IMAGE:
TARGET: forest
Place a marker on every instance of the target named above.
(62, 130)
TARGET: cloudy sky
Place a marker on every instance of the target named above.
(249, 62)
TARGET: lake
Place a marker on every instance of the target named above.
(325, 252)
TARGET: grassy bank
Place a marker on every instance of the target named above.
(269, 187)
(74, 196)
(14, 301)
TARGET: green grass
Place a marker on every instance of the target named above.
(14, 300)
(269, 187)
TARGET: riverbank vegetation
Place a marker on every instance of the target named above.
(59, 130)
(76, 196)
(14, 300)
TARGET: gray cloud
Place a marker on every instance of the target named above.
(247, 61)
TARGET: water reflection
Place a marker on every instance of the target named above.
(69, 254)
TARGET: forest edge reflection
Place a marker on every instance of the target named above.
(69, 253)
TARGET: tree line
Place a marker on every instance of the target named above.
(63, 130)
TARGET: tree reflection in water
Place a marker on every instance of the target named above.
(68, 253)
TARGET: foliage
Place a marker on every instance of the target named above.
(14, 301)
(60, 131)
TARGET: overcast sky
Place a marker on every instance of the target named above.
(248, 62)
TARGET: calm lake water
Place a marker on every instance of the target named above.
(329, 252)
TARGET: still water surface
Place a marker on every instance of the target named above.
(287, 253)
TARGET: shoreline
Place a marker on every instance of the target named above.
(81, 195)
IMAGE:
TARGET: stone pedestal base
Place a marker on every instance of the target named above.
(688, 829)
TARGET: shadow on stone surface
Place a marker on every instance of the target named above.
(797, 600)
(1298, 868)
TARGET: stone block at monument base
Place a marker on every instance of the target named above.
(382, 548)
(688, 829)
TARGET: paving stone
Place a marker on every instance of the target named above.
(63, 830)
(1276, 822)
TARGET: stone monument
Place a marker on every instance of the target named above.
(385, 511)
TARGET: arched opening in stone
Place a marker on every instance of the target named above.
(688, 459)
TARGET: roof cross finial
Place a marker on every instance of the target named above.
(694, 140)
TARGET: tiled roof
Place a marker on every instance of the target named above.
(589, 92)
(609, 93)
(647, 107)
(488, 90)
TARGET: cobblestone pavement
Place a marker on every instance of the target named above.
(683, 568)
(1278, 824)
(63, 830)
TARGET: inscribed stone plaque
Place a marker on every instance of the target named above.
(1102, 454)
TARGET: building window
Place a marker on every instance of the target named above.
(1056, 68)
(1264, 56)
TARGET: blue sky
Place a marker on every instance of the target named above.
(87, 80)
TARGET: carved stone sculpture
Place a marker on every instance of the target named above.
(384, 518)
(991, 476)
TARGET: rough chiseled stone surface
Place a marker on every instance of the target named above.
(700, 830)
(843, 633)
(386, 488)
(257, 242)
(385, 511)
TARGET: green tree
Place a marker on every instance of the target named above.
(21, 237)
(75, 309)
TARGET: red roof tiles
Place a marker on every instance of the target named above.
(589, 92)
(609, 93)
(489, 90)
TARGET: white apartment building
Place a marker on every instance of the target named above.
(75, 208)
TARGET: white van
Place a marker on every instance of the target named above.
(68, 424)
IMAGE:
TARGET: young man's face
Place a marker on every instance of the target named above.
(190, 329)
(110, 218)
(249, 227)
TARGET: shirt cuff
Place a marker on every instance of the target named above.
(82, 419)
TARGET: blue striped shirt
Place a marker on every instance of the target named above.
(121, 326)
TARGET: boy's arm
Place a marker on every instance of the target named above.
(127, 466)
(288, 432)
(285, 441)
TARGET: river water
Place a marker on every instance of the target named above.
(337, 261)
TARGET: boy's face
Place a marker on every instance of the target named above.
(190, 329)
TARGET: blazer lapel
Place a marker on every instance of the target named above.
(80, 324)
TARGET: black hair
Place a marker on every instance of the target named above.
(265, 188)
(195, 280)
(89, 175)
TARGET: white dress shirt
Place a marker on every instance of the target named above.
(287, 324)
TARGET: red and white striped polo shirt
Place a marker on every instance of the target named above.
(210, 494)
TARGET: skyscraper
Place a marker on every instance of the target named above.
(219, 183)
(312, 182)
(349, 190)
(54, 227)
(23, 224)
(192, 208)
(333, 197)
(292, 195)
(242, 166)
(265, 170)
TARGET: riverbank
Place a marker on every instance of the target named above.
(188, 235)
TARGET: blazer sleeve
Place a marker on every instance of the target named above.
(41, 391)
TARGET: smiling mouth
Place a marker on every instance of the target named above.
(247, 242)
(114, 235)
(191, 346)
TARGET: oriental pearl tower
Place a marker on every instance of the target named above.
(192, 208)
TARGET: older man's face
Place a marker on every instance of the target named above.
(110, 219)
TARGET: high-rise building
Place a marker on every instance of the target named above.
★ ★ ★ ★ ★ ★ ★
Reproduce all of the entries above word for word, from the first line to the last.

IMAGE:
TARGET: forest
Place a marker on every instance of the target named above.
(62, 130)
TARGET: cloudy sky
Place a marker on every instance of the target named above.
(249, 62)
TARGET: lake
Place a marker on every instance of the target named above.
(325, 252)
TARGET: grassy bank
Place a marker on every instance of the target named above.
(269, 187)
(74, 196)
(14, 301)
TARGET: green grass
Place a marker on every instance of the target named above.
(14, 300)
(269, 187)
TARGET: riverbank vegetation
Place a marker on every instance of the target named above.
(59, 130)
(76, 196)
(14, 300)
TARGET: gray cloud
Place a marker on every instance of the target named above.
(247, 61)
TARGET: water reflection
Place a marker on every instance of the target named above.
(69, 254)
TARGET: forest edge reflection
Place a marker on every instance of the target named above.
(69, 253)
TARGET: tree line
Place a marker on every instance of the target named above.
(63, 130)
TARGET: tree reflection in water
Place a marker on every instance of the target named above.
(68, 253)
TARGET: foliage
Place a marker on every instance of the target named above.
(14, 301)
(60, 131)
TARGET: overcast sky
Place a marker on every instance of the target named above.
(248, 62)
TARGET: calm lake water
Place a marker on every instance of the target named above.
(329, 252)
TARGET: still water surface
Place a marker on every instance of the target named above.
(287, 253)
TARGET: shoreline
Place a marker on every instance of the target named above.
(81, 195)
IMAGE:
TARGET: stone pedestal base
Place a marker on every instance of the target named above.
(688, 829)
TARGET: shadow on stone surface
Place a marker on every instance of the target named above.
(797, 600)
(1298, 868)
TARGET: stone block at monument base
Place a marker on every instance of the target named above.
(382, 548)
(688, 829)
TARGET: paving stone
Place a marker on every instance of the target named above.
(63, 830)
(1276, 822)
TARGET: stone monument
Place a marker on every instance of the target named above.
(385, 511)
TARGET: arched opening in stone
Place a marker on every instance of the target named above.
(688, 459)
TARGET: roof cross finial
Place a marker on every instance of the target named above.
(694, 140)
TARGET: tiled roof
Place a marker on every instance of the target named above.
(589, 92)
(609, 93)
(647, 107)
(488, 90)
TARGET: cobblestone pavement
Place a marker on every instance of the target named above.
(683, 568)
(1278, 824)
(63, 830)
TARGET: inscribed stone plaque
Place a marker on every instance of the target named above.
(1102, 454)
TARGET: building window
Place a marker on every instance of the target named above.
(1056, 68)
(1264, 56)
TARGET: blue sky
Place a marker on every instance of the target named above.
(87, 80)
TARGET: carved stone sculpture
Place a marker on every instance of the target named above.
(384, 518)
(991, 476)
TARGET: rough chiseled stone surface
Place a marker on every instance of the target named above.
(700, 830)
(843, 633)
(386, 488)
(257, 242)
(385, 511)
TARGET: green tree
Place a marker on every instance of the target named above.
(21, 237)
(75, 309)
TARGET: red roof tiles
Place a marker on every instance of the target named above.
(589, 92)
(609, 93)
(489, 90)
TARGET: white apartment building
Place a marker on every instance of the target named above.
(75, 208)
TARGET: white van
Place a marker on every instance of the target named above.
(68, 424)
IMAGE:
TARGET: young man's face
Place a marker on every instance of the target named above.
(190, 329)
(110, 218)
(249, 227)
TARGET: shirt cuff
Place a marker on every instance of the target named above.
(82, 419)
TARGET: blue striped shirt
Place a marker on every instance of the target named above.
(121, 326)
TARGET: boy's arm
Place a marker on every instance of the target named above.
(127, 466)
(288, 432)
(285, 441)
TARGET: river water
Place a marker on every instance of the target named above.
(337, 261)
TARGET: boy's face
Place a marker on every instance of the target named above.
(190, 329)
TARGET: blazer lapel
Place a marker on every instance of the target named above.
(80, 324)
TARGET: black hair
Place a marker on every instance of the target named above.
(265, 188)
(195, 280)
(89, 175)
TARGET: white dress shirt
Place a marker on every instance of the target named above.
(287, 324)
TARGET: red and white striped polo shirt
Place a marker on every instance of the target named above.
(210, 494)
TARGET: skyscraper
Place a marker on every instance of the target named above.
(219, 183)
(312, 182)
(349, 190)
(54, 227)
(23, 224)
(192, 208)
(333, 197)
(292, 195)
(242, 166)
(265, 170)
TARGET: riverbank
Place a marker on every instance of the target named above.
(188, 235)
TARGET: blazer sleeve
Place a marker on every instance of the target named above.
(41, 391)
TARGET: smiling mouth
Place a marker on every instance of the target named above.
(247, 242)
(114, 235)
(191, 346)
TARGET: oriental pearl tower
Place a marker on every instance of the target named above.
(192, 208)
TARGET: older man's face
Place a marker on every instance of the target named above.
(110, 219)
TARGET: high-rise building
Place a marker on every instance of the target named above.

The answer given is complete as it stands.